▶ _Directions for this task_: Render every entry verbatim.
····················
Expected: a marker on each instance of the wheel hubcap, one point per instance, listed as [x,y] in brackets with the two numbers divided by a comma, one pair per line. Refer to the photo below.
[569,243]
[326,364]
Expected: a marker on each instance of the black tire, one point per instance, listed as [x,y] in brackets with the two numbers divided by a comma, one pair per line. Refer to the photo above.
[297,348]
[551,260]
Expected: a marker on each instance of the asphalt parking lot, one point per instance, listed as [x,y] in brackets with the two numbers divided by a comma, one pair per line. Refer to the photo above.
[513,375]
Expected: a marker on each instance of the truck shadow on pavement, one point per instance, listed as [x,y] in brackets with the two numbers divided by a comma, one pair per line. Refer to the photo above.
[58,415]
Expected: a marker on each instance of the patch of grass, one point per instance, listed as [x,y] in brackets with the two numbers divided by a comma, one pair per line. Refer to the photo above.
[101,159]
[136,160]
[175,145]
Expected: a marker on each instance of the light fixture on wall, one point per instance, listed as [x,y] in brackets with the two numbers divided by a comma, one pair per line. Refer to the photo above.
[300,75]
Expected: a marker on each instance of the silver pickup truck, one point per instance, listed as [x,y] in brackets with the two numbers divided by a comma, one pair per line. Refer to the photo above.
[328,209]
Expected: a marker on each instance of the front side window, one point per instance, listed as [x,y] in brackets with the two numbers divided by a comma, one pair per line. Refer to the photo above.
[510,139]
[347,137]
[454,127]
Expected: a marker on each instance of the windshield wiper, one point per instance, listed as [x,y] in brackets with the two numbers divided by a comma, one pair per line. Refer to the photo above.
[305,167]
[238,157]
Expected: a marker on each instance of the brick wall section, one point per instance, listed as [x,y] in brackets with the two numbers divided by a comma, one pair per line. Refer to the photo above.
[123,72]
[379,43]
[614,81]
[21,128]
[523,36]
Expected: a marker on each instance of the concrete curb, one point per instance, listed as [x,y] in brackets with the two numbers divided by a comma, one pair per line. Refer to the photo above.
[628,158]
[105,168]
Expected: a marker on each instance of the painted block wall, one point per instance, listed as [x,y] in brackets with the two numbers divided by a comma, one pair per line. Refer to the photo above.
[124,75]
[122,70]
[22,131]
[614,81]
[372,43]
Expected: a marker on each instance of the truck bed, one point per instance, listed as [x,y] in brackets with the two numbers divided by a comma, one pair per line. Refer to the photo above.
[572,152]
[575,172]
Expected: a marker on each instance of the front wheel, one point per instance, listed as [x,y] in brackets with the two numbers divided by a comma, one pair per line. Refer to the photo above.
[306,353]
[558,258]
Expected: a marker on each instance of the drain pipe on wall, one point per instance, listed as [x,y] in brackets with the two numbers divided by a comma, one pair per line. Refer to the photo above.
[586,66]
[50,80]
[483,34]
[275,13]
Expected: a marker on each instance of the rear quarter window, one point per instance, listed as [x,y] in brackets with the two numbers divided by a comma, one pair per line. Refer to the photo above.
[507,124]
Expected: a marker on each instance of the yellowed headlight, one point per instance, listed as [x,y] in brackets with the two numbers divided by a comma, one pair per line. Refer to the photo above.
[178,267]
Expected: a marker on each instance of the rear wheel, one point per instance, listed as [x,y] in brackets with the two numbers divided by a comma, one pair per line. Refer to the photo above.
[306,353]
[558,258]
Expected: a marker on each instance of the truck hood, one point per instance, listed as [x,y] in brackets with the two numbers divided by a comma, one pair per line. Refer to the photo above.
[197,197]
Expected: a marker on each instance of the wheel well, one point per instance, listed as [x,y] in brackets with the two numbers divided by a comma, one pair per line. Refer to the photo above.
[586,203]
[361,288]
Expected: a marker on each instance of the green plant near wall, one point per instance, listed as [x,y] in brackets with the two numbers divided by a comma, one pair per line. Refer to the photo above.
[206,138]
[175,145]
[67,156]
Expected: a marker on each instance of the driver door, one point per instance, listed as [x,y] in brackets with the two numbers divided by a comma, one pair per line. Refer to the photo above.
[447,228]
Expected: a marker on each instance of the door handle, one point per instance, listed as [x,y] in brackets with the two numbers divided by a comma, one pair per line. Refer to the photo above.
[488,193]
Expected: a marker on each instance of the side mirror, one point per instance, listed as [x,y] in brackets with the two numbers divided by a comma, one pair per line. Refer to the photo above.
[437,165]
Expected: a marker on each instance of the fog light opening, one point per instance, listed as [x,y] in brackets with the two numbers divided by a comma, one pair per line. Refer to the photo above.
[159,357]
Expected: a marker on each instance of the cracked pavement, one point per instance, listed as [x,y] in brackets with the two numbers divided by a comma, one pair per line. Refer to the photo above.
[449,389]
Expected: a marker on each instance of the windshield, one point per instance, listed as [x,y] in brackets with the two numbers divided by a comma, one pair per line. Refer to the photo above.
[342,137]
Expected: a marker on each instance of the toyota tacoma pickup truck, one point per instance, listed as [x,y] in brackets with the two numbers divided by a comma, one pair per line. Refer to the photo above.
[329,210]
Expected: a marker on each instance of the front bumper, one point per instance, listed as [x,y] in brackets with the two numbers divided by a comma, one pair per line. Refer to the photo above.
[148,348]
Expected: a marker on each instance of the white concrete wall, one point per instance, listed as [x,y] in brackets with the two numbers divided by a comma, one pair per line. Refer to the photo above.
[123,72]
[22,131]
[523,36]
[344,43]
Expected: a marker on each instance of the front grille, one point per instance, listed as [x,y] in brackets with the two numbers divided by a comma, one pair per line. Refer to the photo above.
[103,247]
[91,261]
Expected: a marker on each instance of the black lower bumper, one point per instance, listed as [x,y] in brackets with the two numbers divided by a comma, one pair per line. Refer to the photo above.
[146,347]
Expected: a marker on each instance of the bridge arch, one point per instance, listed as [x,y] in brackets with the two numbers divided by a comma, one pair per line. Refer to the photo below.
····················
▶ _Output_:
Expected: a marker on each instance of the wheel hubcap, one point per instance, listed as [x,y] in brackets with the two numbers divided by a comma, one pair per line. Refer to the photo below.
[569,243]
[326,364]
Expected: a marker on each instance of the black tire, one point per instance, listed as [x,y] in brackets with the two numbers divided by a comma, one pair per line. Refer to the photo above.
[297,348]
[551,260]
Expected: a marker on each instance of the asphalt parking lot, one point per instance, listed as [x,y] in brackets with the two numbers divided by a comma, one pair per line. Refer to the photo above.
[513,375]
Expected: a marker on each instance of the truck shadow on pavement, one point per instance, listed as [x,y] in brackets with the two numbers divided by a comma, one pair per line. Refer to the photo above.
[58,415]
Expected: a marker on each instance of the patch of grass, one point per instance, listed as [x,y] in brackets with the two numbers divided by a comma, one pair per line. Refer to the photo above.
[101,159]
[136,160]
[175,145]
Expected: a marker on each instance of the light fixture on wall, one point per instance, listed as [x,y] in brackets with the two numbers divided by a comma, one pair per line. Refer to the photo above.
[300,75]
Expected: a marker on each instance of the silver pickup truck, one point per instance, listed as [x,y] in brackets with the two numbers divided by a comma, one pair per line. Refer to the photo above.
[328,209]
Expected: a marker on each instance of the front side window, one point per instance, listed as [x,y] in brackets with the two numbers divided by a comma, one pair per line. Refer to the photo above.
[510,139]
[347,137]
[454,127]
Expected: a marker on each instance of the windshield wiper, one point per instance, listed as [x,y] in brackets with the two numbers divided by a comma, one pair per line. Refer to the photo above.
[305,167]
[238,157]
Expected: a marker on each instance of the brick wall section, one point per instance, listed as [x,y] in brackets with the two numbers divided by a comma, one pair per line. Refer to the photo above.
[123,72]
[379,43]
[614,81]
[21,128]
[523,36]
Expected: a marker on each instance of the concrete curb, one point per instance, listed as [x,y] in brackets with the two numbers divided by a comma, one pair per line. Refer to the photo above.
[628,158]
[105,168]
Expected: a marker on each instance of the painted block wall, one point per instance, listed as [x,y] in brackets with the two numbers divided by a comma, one pair per line. Refer to the photo above.
[124,75]
[122,70]
[22,131]
[614,81]
[372,43]
Expected: a marker on each instance of the truck bed, one point per instance, listed as [x,y] in brackets with the two numbers divided by a comma, one pair per line. Refer to the photo above.
[572,152]
[575,172]
Expected: a marker on each instance of the front wheel, one point per instance, listed as [x,y] in brackets with the two numbers divided by a comma, one pair per line. Refer to the photo above.
[306,353]
[558,258]
Expected: a marker on each instance of the drain pipe on wall, one point per instance, listed as [x,y] in brackets with the two numbers divided by a comma, one pair per line. Refer to the photo above.
[586,66]
[50,80]
[483,34]
[275,13]
Expected: a marker on each instance of the rear quarter window, one point per instance, listed as [x,y] in brackets with the two numbers divided by a comma, one pair per line. Refer to the photo above.
[507,124]
Expected: a marker on each instance of the yellowed headlight, one point per instance, listed as [x,y] in brackets with the two numbers divided by a comma, one pair per line. Refer to the photo above.
[178,267]
Expected: a marker on each instance of the rear wheel, one point per instance, listed as [x,y] in brackets with the two numbers divided by a comma, one pair per line. Refer to the photo above.
[306,353]
[558,258]
Expected: a marker on each instance of the truck hood, one point per instance, listed as [x,y] in brackets with the two numbers divided by a comma, one pair per line. Refer to the photo above.
[197,197]
Expected: a marker on each instance of the wheel well, one point per instance, listed as [x,y] in brackets with the two numbers divided by a comma, one pair per line. Refer to the photo above.
[586,203]
[361,288]
Expected: a marker on each instance of the green plant near wall, one point per instance, listed as [x,y] in brackets with the two numbers divided by a comma, one pair per line. Refer to the photo above.
[206,138]
[175,145]
[67,156]
Expected: a marker on each instance of the driver door, one point per instance, listed as [x,y] in brackets with the two numbers divided by a comma, one pair per line. Refer to the photo above.
[447,228]
Expected: a marker on each instance of the door handle, one point per instance, listed as [x,y] in brackets with the two numbers divided by a comma, one pair per line. Refer to the photo above.
[488,193]
Expected: a marker on each instance of the side mirror, one point per instance, listed as [x,y] in brackets with the two numbers divided by a comma, one pair per line. Refer to the photo above.
[437,165]
Expected: a marker on each instance of the fog light opening, one point per instance, listed as [x,y] in brackets with the two numbers divided by a comma, one pair per line. Refer to the photo above.
[159,357]
Expected: a marker on each instance of the cracked pavement, one point per instance, listed as [x,y] in brackets with the two numbers divided by a comma, one pair per line. Refer to the photo above.
[449,389]
Expected: a marker on each instance of the windshield, one point per instance, listed as [x,y] in brackets with the two numbers divided by a comma, one pair per line. Refer to the photo above.
[342,137]
Expected: a marker on each instance of the toyota tacoma pickup truck, one point per instance, listed as [x,y] in brackets with the two numbers divided by a comma, one pair per line. Refer to the photo above.
[329,210]
Expected: a marker on each instance of the front bumper, one point per instance, listed as [x,y] in brackets with the two numbers divided by a comma, one pair per line. Refer to the photo above.
[148,348]
Expected: a marker on each instance of the white concrete wall, one point per instance, listed as [x,y] in brackets with the two numbers divided by a comma, one pair per line. Refer to the photo above.
[123,72]
[22,131]
[523,36]
[344,43]
Expected: a marker on each instance of the front grille, one point per instance, listed as [x,y] in brackets with the two numbers divided by a comma, one pair per line. Refer to the photo above.
[103,247]
[91,261]
Expected: a marker on each instance of the black lower bumper, one point per instance, listed as [x,y] in brackets with the two numbers divided by a comma, one pair per line. Refer to the photo above.
[146,347]
Expected: a marker on each instance of the bridge arch, one point per instance, listed as [x,y] in brackets with the two numbers divided by a comma, one pair per line. Refer to the photo below.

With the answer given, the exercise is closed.